Reproduce every one of the records below word for word, leaving out the pictures.

*Material for this task*:
╔══

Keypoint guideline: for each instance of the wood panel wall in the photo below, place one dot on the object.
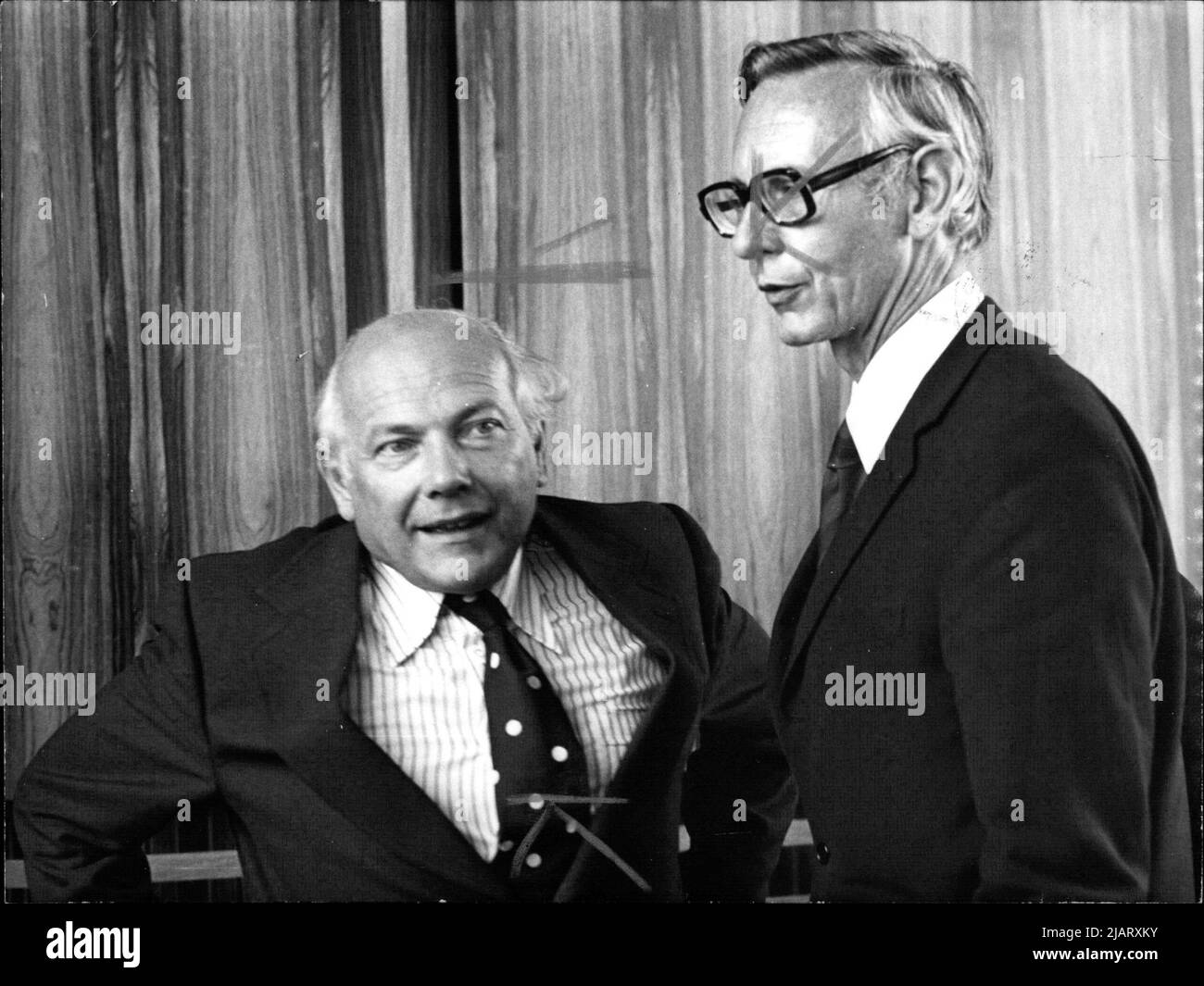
(191, 155)
(625, 109)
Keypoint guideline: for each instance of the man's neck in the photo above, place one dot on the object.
(904, 296)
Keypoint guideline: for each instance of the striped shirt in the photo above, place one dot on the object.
(417, 684)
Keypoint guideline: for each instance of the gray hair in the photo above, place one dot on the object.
(914, 99)
(537, 384)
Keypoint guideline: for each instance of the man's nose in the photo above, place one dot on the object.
(446, 469)
(755, 233)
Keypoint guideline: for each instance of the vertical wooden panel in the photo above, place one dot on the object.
(364, 203)
(183, 151)
(56, 452)
(429, 59)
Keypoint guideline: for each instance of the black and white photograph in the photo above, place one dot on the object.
(602, 452)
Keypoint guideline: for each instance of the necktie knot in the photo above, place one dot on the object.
(483, 609)
(844, 449)
(842, 481)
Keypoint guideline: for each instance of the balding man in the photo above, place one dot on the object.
(978, 668)
(458, 690)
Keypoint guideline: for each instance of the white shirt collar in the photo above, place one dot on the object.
(901, 364)
(406, 614)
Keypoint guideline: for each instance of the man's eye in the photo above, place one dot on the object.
(483, 428)
(396, 447)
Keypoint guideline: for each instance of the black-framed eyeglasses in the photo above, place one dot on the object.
(784, 194)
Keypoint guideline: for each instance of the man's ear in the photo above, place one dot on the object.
(332, 468)
(937, 175)
(541, 453)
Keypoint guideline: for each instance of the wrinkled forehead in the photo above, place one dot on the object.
(418, 378)
(799, 119)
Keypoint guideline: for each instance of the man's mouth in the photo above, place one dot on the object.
(457, 524)
(781, 293)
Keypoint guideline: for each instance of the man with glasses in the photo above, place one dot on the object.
(978, 668)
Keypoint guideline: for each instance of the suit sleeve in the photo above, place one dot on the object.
(104, 784)
(738, 793)
(1047, 631)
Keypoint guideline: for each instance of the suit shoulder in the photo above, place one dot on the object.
(1022, 399)
(630, 516)
(270, 555)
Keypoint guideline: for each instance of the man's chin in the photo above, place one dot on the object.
(461, 573)
(802, 329)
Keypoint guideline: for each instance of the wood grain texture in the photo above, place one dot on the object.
(58, 518)
(633, 103)
(184, 151)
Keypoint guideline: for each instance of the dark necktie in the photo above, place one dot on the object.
(843, 480)
(534, 752)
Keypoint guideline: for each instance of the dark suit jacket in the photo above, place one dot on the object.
(221, 704)
(1011, 548)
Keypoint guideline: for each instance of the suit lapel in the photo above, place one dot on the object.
(317, 597)
(625, 577)
(882, 486)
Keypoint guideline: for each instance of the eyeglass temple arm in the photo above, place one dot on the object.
(851, 168)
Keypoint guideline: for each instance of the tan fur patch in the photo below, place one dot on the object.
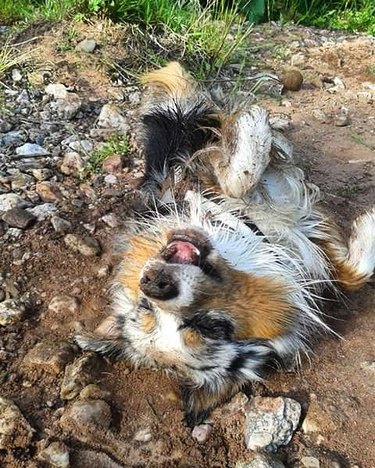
(148, 322)
(142, 249)
(192, 339)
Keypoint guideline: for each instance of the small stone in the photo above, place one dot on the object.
(9, 201)
(43, 212)
(42, 174)
(12, 312)
(15, 431)
(19, 218)
(48, 192)
(63, 303)
(201, 432)
(110, 179)
(261, 461)
(21, 180)
(271, 422)
(52, 356)
(60, 225)
(77, 376)
(68, 106)
(14, 138)
(72, 164)
(143, 435)
(110, 117)
(84, 146)
(292, 80)
(56, 455)
(16, 75)
(297, 60)
(310, 462)
(94, 392)
(87, 45)
(113, 164)
(31, 149)
(88, 246)
(110, 220)
(320, 116)
(87, 412)
(57, 90)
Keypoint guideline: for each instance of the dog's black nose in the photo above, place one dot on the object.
(158, 283)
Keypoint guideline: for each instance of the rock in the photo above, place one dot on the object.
(87, 45)
(271, 422)
(67, 107)
(62, 304)
(87, 412)
(14, 138)
(85, 146)
(21, 180)
(15, 431)
(57, 90)
(42, 212)
(9, 201)
(52, 356)
(110, 220)
(31, 149)
(292, 80)
(88, 246)
(320, 116)
(42, 174)
(94, 392)
(297, 60)
(113, 164)
(48, 192)
(56, 455)
(143, 435)
(16, 75)
(261, 461)
(201, 432)
(310, 462)
(77, 376)
(341, 118)
(19, 218)
(72, 164)
(110, 117)
(60, 225)
(12, 311)
(110, 179)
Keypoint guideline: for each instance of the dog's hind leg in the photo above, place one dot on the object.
(353, 262)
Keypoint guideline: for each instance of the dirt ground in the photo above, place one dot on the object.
(341, 161)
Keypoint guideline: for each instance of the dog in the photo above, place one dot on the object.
(227, 272)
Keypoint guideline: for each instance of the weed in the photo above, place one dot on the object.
(116, 145)
(349, 191)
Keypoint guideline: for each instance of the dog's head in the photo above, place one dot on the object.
(180, 270)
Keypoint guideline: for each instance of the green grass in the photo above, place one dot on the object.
(116, 145)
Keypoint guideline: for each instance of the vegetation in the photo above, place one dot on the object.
(115, 145)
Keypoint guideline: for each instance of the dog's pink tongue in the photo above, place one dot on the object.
(184, 252)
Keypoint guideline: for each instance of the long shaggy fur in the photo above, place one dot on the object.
(256, 252)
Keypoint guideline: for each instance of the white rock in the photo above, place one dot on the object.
(271, 422)
(56, 455)
(31, 149)
(110, 117)
(11, 200)
(11, 312)
(44, 211)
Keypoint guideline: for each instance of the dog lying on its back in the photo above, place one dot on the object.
(227, 274)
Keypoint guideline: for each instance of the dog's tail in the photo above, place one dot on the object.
(353, 262)
(177, 119)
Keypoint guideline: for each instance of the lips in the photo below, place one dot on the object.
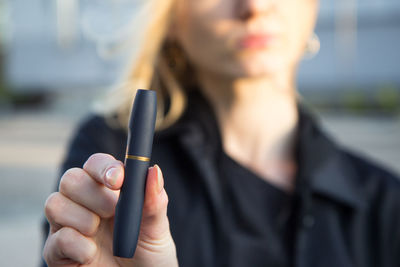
(257, 41)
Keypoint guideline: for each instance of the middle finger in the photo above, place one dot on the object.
(78, 186)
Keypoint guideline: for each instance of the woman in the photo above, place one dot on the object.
(251, 179)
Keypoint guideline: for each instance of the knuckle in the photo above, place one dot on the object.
(65, 238)
(47, 251)
(71, 179)
(93, 225)
(53, 204)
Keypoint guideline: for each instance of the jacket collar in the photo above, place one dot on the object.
(323, 165)
(323, 168)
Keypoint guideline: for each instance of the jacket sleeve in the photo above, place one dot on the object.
(92, 136)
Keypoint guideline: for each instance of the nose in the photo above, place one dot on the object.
(251, 8)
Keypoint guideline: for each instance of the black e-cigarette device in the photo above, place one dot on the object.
(128, 212)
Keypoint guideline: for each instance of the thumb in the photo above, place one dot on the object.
(155, 224)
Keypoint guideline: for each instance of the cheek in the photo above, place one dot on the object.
(300, 24)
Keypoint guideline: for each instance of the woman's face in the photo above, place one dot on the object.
(244, 38)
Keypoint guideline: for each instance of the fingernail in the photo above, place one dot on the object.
(160, 180)
(112, 176)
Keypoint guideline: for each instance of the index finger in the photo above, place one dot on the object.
(105, 169)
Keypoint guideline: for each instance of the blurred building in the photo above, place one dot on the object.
(48, 47)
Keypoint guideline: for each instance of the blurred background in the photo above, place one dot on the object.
(57, 56)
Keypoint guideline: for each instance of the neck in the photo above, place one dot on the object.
(257, 118)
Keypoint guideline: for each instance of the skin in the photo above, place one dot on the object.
(252, 91)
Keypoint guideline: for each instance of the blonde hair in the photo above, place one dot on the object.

╚══

*Solution for this task*:
Keypoint guideline: for each instance of the wood panel wall in the photo below, place one dot on the object.
(191, 155)
(625, 109)
Keypoint guideline: for each instance of the man's neck in the photo above, place one dot on the object.
(904, 296)
Keypoint guideline: for each instance of the striped shirt in the photo above, place one dot on the object.
(417, 684)
Keypoint guideline: for each instance of the gray hair in the photo above, place one dot on the object.
(914, 99)
(537, 384)
Keypoint guideline: for each instance of the man's nose in the photo above, place one dot on the object.
(446, 469)
(755, 233)
Keypoint guideline: for each instance of the vertical wooden panel in the photo above, place one dot on the object.
(364, 203)
(183, 151)
(56, 452)
(429, 59)
Keypoint guideline: for each instance of the black and white photograph in the photo above, place one dot on the object.
(602, 452)
Keypoint guideline: for each instance of the necktie knot in the photo above, place one dot on the object.
(483, 609)
(844, 449)
(842, 481)
Keypoint guideline: for each instance of the balding man in the photo above, place one dot on the object.
(978, 668)
(458, 690)
Keypoint guideline: for each instance of the white shirt collar in the photo above, place one dot on the object.
(901, 364)
(406, 614)
Keypoint guideline: for each instance of the man's eye in the photo above, place one dot on the object.
(483, 428)
(396, 447)
Keypoint guideline: for each instance of the black-framed eyeglasses in the photo above, place one dot on the object.
(784, 194)
Keypoint guideline: for each instance of the man's ear in the photo above, place one dot on the object.
(332, 468)
(937, 175)
(541, 453)
Keypoint guideline: for each instance of the wrinkled forehead in the photo above, place one dot on the object.
(418, 378)
(799, 119)
Keypoint guideline: for each instance of the man's mouth in the photo above, place one dot on the object.
(457, 524)
(781, 293)
Keypoint guideline: for each instance of the man with glasses in the photo above, place one dot on the object.
(978, 668)
Keypoint guideline: for each instance of the suit sleeve in the photo above, place one dot on the object.
(104, 784)
(738, 793)
(1047, 631)
Keypoint guideline: for each instance of the suit shoulder in the photo above, place one dot on the object.
(1022, 399)
(630, 516)
(270, 555)
Keypoint guideline: for each instance of the man's chin in the photo above, place one dot on the object.
(461, 573)
(802, 329)
Keypoint guideline: for each instance of the wood grain texture in the photo above, place one dot on the object.
(58, 518)
(633, 103)
(184, 151)
Keypoint guideline: for each instance of the dark necktie in the photo above, place one dot on the object.
(843, 480)
(534, 752)
Keypoint guideline: for each instance of the dark suit jacket in the photo above, place one dot on the object.
(221, 704)
(1011, 548)
Keypoint guideline: for each instance of the suit lapel in the photo above, place one dot on the object.
(317, 597)
(625, 577)
(882, 486)
Keypoint guideline: for each instance of the eyeglass temple arm in the photo above, place one dot on the object.
(851, 168)
Keypoint guideline: for each instance of the tan fur patch in the photo below, place one dot on the object.
(148, 322)
(142, 249)
(192, 339)
Keypoint guideline: for each instance of the small stone in the photo above, place one dot on the object.
(9, 201)
(43, 212)
(42, 174)
(12, 312)
(15, 431)
(19, 218)
(48, 192)
(63, 303)
(201, 432)
(110, 179)
(261, 461)
(21, 180)
(271, 422)
(52, 356)
(60, 225)
(77, 376)
(68, 106)
(14, 138)
(72, 164)
(143, 435)
(110, 117)
(84, 146)
(292, 80)
(56, 455)
(16, 75)
(297, 60)
(310, 462)
(94, 392)
(87, 45)
(113, 164)
(31, 149)
(88, 246)
(110, 220)
(320, 116)
(87, 412)
(57, 90)
Keypoint guideline: for each instance of the dog's black nose in the photo above, place one dot on the object.
(158, 283)
Keypoint guideline: for each instance of the rock in the photo above, place one dot on the object.
(87, 45)
(271, 422)
(67, 107)
(62, 304)
(87, 412)
(14, 138)
(85, 146)
(21, 180)
(15, 431)
(57, 90)
(42, 212)
(9, 201)
(52, 356)
(110, 220)
(31, 149)
(292, 80)
(88, 246)
(320, 116)
(42, 174)
(94, 392)
(297, 60)
(113, 164)
(48, 192)
(56, 455)
(143, 435)
(16, 75)
(261, 461)
(201, 432)
(310, 462)
(77, 376)
(341, 118)
(19, 218)
(72, 164)
(110, 117)
(60, 225)
(12, 311)
(110, 179)
Keypoint guideline: for each instance of the dog's hind leg in the photo above, place one dot on the object.
(353, 262)
Keypoint guideline: for each instance of the dirt ground in the photo above, place one dot on the object.
(341, 161)
Keypoint guideline: for each instance of the dog in the photo above, place one dot on the object.
(227, 272)
Keypoint guideline: for each instance of the weed in the photo above, place one dot on the object.
(116, 145)
(349, 191)
Keypoint guideline: for each instance of the dog's head in the photo above, place one dot on the object.
(180, 270)
Keypoint guideline: for each instance of the green grass in the photo above, place one dot on the object.
(116, 145)
Keypoint guideline: for each instance of the vegetation in the photo above, place one dot on the object.
(115, 145)
Keypoint guideline: for each instance of the dog's pink tongue in the photo above, place one dot on the object.
(184, 252)
Keypoint guideline: for each instance of the long shaggy fur in the photo above, place one dot on the object.
(256, 252)
Keypoint guideline: for each instance of the white rock in the photo above, place one dot on the object.
(271, 422)
(56, 455)
(31, 149)
(110, 117)
(11, 200)
(11, 312)
(44, 211)
Keypoint guideline: for each instance of the dog lying on its back in the photo above, place one dot on the object.
(227, 274)
Keypoint guideline: for each instance of the dog's tail in the photo above, place one dot on the object.
(353, 262)
(177, 119)
Keypoint guideline: for each instance of the lips in the photo below, place one dot on the object.
(257, 41)
Keypoint guideline: for each instance of the middle finger in the photo above, place one dot on the object.
(78, 186)
Keypoint guideline: for each instance of the woman in the photo above, place one dot on the object.
(251, 179)
Keypoint guideline: for each instance of the knuckle in the photo above, place one dot on the object.
(65, 238)
(47, 251)
(71, 179)
(93, 225)
(53, 204)
Keypoint guideline: for each instance of the jacket collar in the photo above, place one dot on the object.
(323, 165)
(323, 168)
Keypoint guideline: for each instance of the jacket sleeve in the photo above, place one dot on the object.
(92, 136)
Keypoint guideline: for each instance of the nose in the photo above, place one dot on the object.
(251, 8)
Keypoint guideline: for each instance of the black e-cigarette device in the photo above, place one dot on the object.
(128, 212)
Keypoint guideline: for each instance of the thumb in the photo above, place one dot on the object.
(155, 224)
Keypoint guideline: for each instance of the cheek in the photo above, place one dot on the object.
(300, 24)
Keypoint guideline: for each instance of the woman's face in the photo above, place one dot on the object.
(244, 38)
Keypoint guideline: for each instance of the fingernail in the photo above, place one dot on the object.
(160, 180)
(112, 176)
Keypoint guideline: for each instance of the index finger in the photo above, place one dot on the object.
(105, 169)
Keypoint guideline: for each instance of the blurred building in the photo above, place one dot on the object.
(48, 47)
Keypoint guideline: for each instance of the blurred background in the photo above, place one dot on the object.
(57, 56)
Keypoint guideline: for each instance of the neck in the photo above, place one dot on the object.
(257, 118)
Keypoint guideline: for each instance of the skin in the photo above, place one dot on the object.
(252, 91)
Keypoint guideline: for each instance of the blonde hair in the photo above, place one dot on the object.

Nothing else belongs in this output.